▶ **The exercise**: In the Tough Mudder interview, what does the event test besides physical fitness?

Here we talk to Chris to get some advice on how to succeed.
What is it about du Tough Mudder as a competition that appeals over other similar events?
The main appeal of Tough Mudder over other events is that it is not competitive in the traditional sense; the only person you are really competing with at du Tough Mudder is yourself. There is no 'punishment' or similar treatment if you fail an obstacle or just can't do it for whatever reason, in fact the community is usually there to encourage you en-masse. The event tests not only physical fitness but also mental grit and camaraderie. It is a personal challenge rather than a race, in which participants must help each other overcome obstacles and fight their fears.
How many more Tough Mudders do you think you will do? Do you feel there's an age limit?

▶ **Stored rows**:
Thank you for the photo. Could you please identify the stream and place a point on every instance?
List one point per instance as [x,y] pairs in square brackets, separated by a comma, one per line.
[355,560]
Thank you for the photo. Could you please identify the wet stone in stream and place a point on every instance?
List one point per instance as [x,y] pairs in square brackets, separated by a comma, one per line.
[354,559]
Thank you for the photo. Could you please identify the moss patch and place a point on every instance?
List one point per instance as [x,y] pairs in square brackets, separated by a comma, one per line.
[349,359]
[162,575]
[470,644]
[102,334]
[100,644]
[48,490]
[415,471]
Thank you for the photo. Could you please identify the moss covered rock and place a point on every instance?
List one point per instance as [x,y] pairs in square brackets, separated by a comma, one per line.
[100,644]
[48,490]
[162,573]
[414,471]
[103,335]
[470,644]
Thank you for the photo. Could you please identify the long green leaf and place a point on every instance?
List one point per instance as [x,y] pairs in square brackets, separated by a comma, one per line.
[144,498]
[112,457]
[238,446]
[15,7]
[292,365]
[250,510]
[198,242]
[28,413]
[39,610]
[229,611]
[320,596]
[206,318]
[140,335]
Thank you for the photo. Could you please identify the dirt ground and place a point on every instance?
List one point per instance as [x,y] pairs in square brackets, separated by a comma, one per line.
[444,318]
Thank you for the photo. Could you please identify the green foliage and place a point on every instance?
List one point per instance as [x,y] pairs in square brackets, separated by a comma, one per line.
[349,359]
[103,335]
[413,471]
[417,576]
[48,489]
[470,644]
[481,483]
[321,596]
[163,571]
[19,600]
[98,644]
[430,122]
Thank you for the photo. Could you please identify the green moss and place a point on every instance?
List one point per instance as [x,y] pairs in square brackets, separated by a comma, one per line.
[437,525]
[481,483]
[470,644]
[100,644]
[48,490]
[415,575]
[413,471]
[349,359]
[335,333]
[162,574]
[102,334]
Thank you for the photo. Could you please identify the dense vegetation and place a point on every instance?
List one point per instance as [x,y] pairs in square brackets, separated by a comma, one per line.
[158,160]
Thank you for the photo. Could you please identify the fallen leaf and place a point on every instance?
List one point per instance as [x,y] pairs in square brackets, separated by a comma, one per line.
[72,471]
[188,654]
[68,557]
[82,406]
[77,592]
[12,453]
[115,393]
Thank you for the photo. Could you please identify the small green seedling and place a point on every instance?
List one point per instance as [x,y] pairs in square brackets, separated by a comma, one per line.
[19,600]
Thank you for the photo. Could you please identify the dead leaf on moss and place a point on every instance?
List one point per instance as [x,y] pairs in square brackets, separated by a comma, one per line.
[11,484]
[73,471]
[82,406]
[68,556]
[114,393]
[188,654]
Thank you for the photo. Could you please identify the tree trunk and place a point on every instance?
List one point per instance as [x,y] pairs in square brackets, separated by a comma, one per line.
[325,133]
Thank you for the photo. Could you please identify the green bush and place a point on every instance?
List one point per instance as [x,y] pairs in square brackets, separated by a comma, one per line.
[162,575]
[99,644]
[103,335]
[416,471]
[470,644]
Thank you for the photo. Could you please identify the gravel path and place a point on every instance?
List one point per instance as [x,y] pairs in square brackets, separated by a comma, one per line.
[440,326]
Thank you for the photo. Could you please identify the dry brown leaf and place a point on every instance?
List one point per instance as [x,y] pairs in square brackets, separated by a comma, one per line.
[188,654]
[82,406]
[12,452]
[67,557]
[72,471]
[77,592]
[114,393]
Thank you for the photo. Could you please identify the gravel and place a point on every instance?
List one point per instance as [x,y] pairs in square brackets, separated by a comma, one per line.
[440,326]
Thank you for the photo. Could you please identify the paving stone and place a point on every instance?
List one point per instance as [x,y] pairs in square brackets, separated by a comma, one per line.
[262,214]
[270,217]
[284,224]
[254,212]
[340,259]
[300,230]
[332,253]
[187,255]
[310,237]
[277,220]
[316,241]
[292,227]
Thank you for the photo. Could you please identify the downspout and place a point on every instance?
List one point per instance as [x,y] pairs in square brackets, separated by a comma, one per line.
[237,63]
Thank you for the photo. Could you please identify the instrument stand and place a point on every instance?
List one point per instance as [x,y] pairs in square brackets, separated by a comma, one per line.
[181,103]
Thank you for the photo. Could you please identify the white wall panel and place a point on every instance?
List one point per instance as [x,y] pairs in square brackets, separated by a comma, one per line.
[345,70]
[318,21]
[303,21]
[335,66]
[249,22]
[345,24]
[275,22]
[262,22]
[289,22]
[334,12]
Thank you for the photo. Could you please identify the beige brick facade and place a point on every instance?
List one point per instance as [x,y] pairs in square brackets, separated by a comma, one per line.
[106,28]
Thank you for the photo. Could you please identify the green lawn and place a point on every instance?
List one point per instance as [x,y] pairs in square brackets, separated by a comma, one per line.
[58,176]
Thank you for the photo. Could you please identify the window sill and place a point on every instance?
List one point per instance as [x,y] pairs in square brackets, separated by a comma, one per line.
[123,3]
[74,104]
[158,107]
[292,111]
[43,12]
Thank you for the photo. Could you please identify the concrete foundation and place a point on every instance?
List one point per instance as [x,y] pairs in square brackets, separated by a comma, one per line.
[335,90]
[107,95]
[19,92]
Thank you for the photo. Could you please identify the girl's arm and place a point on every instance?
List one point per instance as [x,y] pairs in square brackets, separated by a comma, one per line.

▶ **Finished task**: Mental grit and camaraderie.